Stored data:
::::

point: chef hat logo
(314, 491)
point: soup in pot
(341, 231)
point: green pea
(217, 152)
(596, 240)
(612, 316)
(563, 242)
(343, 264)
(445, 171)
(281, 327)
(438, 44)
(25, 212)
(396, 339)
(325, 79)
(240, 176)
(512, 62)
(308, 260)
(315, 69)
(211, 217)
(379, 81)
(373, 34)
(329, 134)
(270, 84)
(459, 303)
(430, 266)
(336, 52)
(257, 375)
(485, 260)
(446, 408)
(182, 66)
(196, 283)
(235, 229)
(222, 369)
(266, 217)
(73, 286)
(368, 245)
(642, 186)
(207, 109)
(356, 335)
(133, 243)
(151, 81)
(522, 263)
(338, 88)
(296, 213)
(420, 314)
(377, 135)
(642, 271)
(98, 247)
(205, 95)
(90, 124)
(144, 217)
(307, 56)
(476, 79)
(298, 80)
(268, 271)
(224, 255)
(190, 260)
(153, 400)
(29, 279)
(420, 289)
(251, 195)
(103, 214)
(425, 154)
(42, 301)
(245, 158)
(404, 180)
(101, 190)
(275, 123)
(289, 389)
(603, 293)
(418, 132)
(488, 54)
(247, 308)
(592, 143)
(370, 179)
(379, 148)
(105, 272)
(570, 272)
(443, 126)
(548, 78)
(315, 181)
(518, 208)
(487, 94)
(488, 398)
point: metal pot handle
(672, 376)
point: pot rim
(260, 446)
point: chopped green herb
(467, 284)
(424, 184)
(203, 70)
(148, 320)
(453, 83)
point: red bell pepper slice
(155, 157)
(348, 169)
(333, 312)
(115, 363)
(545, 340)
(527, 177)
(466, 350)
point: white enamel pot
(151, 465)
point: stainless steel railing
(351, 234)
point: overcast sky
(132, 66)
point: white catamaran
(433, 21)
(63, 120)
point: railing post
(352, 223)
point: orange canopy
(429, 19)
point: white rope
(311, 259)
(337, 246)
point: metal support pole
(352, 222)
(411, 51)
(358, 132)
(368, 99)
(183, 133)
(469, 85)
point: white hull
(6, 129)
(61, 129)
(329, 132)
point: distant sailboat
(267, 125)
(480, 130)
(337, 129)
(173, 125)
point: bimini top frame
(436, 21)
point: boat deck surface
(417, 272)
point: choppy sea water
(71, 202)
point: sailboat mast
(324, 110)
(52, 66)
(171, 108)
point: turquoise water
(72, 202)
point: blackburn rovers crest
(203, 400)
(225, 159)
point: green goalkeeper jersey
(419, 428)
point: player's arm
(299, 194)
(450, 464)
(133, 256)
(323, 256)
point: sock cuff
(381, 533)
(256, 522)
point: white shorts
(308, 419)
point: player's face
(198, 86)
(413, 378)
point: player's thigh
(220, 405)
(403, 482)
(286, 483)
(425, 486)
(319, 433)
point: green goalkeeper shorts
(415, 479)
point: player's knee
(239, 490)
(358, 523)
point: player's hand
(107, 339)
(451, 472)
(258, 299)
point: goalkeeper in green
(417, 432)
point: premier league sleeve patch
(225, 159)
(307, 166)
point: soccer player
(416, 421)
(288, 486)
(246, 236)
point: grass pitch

::::

BRIEF: Each of the lines from the one that contains "point: player's face" through the last line of the data needs to be repeated exactly, with no others.

RESPONSE TO THE EXERCISE:
point: player's face
(198, 86)
(413, 378)
point: player's thigh
(220, 405)
(403, 482)
(286, 483)
(425, 486)
(319, 433)
point: green goalkeeper shorts
(415, 479)
point: player's knee
(239, 490)
(358, 523)
point: player's hand
(107, 339)
(451, 472)
(258, 299)
point: goalkeeper in green
(417, 432)
point: premier league sleeve patch
(225, 159)
(307, 166)
point: soccer player
(416, 421)
(288, 486)
(246, 236)
point: grass pitch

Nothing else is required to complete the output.